━━━━━ Provided text

Gabriel François Venel (23 August 1723, Tourbes – 29 October 1775, Pézenas) was a French chemist, physician and a contributor to the Encyclopédie, (673 items; articles on chemistry, pharmacy, physiology and medicine).

==Biography and Works==

He is the son of Étienne Venel, physician and Anne Hiché, and was born in Tourbes in 1723. In 1742 he obtained his doctorate in medicine from the University of Montpellier. He also attended the public courses in chemistry given by Rouelle in Paris, which confirmed his main interest in chemistry. Venel later on talked very highly of his professor, including in his famous article Chymie written for the Encyclopédie.

As inspecteur général des eaux minérales, with Pierre Bayen (1725–1798), he was tasked in 1753 to provide analysis of French mineral waters. In 1768 he became a member of the Société royale des sciences de Montpellier.
In 1759 he obtained the chair of materia medica at the University of Montpellier. In parallel, he also gave a course in chemistry outside of the University, in which he taught about the vegetal, mineral and animal chemistry. The practical demonstrations were performed by Jacques Montet.

While often interpreted as an early chemist and Enlightenment thinker, Venel may have been influenced by Alchemy and Iatrochemistry. In his entry on chemistry in the Encyclopédie, he explicitly calls for a "New Paracelsus" to further develop the field.

━━━━━━━━━━

> [Work required]
List the subject areas the biography gives for Venel's articles in the Encyclopédie. Answer from the biography alone.

━━━━━ Excerpted data

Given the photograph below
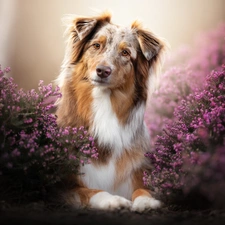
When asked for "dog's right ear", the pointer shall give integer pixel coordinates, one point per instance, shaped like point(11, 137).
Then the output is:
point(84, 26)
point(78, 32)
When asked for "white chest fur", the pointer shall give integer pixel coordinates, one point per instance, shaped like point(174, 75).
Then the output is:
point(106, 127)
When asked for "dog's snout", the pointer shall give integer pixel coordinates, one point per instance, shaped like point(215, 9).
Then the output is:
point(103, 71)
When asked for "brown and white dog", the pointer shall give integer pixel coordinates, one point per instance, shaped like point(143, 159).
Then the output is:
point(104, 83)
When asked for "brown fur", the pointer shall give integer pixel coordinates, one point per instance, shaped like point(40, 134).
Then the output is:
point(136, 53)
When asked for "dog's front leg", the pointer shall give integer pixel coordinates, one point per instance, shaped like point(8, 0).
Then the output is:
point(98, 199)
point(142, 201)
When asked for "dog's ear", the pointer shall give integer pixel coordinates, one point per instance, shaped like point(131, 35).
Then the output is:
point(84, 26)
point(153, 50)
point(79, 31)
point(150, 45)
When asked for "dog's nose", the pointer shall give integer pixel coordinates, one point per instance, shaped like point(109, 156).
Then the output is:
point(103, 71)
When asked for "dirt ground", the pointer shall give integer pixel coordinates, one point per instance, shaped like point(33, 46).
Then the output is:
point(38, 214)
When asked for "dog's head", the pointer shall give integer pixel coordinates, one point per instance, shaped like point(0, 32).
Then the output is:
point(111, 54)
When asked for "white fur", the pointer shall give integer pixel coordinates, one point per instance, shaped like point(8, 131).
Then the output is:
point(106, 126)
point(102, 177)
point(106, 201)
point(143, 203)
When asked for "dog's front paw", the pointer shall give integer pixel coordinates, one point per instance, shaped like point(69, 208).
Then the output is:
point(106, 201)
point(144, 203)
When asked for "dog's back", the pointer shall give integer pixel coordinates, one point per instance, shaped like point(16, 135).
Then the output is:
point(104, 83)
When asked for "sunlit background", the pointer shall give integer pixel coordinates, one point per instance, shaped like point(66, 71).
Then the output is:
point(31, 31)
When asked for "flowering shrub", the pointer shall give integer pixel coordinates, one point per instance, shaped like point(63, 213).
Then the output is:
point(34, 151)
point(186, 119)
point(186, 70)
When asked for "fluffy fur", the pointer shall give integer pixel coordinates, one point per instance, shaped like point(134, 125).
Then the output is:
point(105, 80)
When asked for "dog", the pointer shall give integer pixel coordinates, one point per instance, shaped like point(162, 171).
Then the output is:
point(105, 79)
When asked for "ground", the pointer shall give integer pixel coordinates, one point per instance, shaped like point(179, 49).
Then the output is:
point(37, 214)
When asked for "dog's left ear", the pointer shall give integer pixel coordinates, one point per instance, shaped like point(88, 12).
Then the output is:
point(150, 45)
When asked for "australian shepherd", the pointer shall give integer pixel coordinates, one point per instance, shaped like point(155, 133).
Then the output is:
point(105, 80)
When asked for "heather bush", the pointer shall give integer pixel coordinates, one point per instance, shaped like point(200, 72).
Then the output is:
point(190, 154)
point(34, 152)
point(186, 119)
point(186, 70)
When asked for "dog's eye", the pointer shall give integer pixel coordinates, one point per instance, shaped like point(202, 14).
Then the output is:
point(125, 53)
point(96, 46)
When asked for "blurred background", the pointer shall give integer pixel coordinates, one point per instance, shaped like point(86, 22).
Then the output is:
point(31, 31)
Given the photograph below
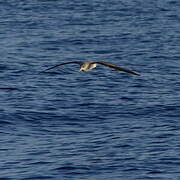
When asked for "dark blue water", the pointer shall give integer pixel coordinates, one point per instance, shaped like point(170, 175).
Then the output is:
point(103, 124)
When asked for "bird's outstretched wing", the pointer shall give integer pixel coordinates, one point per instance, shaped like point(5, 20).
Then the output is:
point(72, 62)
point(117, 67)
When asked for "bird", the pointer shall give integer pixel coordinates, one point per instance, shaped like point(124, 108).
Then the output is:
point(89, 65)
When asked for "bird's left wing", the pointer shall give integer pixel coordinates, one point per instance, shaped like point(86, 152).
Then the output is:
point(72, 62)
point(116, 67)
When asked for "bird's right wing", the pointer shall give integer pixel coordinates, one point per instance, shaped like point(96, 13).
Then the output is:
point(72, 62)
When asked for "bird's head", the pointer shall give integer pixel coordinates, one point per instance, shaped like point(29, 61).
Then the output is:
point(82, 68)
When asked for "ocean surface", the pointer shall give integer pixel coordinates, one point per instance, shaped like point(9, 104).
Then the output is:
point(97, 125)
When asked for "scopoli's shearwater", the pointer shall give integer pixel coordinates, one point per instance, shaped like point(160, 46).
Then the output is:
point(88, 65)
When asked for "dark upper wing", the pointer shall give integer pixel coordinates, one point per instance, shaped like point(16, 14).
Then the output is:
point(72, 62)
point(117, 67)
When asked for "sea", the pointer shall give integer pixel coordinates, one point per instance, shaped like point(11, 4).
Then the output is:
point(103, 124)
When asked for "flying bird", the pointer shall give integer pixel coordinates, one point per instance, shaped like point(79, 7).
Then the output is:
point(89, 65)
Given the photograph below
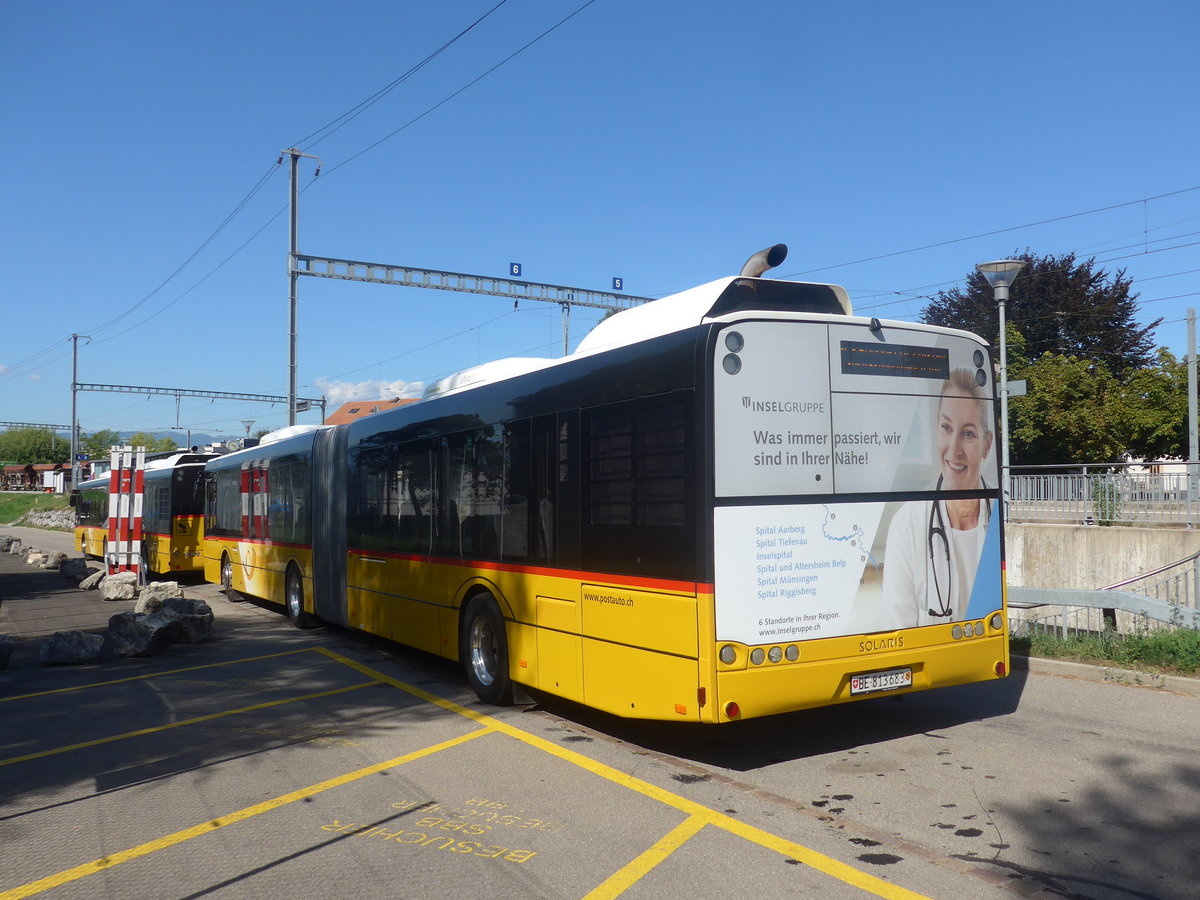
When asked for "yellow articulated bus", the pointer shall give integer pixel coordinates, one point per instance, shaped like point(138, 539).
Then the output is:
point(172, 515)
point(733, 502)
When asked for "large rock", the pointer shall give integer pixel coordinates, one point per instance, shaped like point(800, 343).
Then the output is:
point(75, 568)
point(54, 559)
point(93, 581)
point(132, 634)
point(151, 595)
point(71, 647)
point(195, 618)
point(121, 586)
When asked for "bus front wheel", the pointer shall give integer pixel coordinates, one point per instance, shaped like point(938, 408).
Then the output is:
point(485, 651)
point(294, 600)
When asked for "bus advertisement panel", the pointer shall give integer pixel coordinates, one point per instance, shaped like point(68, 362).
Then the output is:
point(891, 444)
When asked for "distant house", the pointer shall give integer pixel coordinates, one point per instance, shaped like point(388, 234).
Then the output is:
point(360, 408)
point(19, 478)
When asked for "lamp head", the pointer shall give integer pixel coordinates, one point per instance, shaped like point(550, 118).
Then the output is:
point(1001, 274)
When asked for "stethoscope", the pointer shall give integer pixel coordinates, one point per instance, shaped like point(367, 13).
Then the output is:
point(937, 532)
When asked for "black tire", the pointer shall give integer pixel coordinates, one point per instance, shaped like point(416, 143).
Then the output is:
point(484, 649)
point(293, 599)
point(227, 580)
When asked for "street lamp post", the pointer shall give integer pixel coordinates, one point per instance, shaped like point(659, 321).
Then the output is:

━━━━━━━━━━

> [Answer section]
Chemistry, pharmacy, physiology, medicine